BEGIN

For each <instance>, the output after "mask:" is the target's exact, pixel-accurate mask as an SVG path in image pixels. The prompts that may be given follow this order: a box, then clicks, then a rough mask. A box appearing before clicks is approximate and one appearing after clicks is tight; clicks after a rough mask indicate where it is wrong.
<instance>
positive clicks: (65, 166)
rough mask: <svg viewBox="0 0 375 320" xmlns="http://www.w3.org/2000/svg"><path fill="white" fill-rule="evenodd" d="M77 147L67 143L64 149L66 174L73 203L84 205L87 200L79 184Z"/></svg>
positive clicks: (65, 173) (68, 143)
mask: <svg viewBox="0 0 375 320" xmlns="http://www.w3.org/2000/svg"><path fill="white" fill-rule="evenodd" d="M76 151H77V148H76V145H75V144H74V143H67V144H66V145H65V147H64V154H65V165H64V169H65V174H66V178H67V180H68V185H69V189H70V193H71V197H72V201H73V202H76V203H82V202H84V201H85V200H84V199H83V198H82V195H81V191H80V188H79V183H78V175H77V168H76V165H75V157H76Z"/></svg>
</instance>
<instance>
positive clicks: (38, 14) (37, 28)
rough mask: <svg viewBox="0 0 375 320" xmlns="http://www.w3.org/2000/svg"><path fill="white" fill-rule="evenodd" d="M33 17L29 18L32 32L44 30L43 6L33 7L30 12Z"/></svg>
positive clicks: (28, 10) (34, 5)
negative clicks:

END

Work required: Give back each record, exactly as it reads.

Answer area:
For each <instance>, the output after "mask:" is the target's exact, pixel-accurate mask as an SVG path in image pixels. The prompts that may be given follow this order: a box, then clicks, then a rough mask. A box appearing before clicks is approximate and one appearing after clicks is tight; clicks after a rough mask indicate where it is wrong.
<instance>
positive clicks: (65, 166)
rough mask: <svg viewBox="0 0 375 320" xmlns="http://www.w3.org/2000/svg"><path fill="white" fill-rule="evenodd" d="M77 147L67 143L64 149L66 174L73 203L84 205L87 200L79 184Z"/></svg>
positive clicks: (65, 173) (68, 143)
mask: <svg viewBox="0 0 375 320" xmlns="http://www.w3.org/2000/svg"><path fill="white" fill-rule="evenodd" d="M76 151H77V148H76V145H75V144H74V143H67V144H66V145H65V147H64V154H65V165H64V169H65V174H66V178H67V180H68V185H69V189H70V193H71V197H72V201H73V202H76V203H82V202H84V201H85V200H84V199H83V198H82V195H81V191H80V188H79V183H78V175H77V168H76V165H75V157H76Z"/></svg>
</instance>
<instance>
positive clicks: (38, 14) (37, 28)
rough mask: <svg viewBox="0 0 375 320" xmlns="http://www.w3.org/2000/svg"><path fill="white" fill-rule="evenodd" d="M33 17L29 18L32 32L44 30L43 6L33 7L30 12Z"/></svg>
positive clicks: (28, 10) (34, 5)
negative clicks:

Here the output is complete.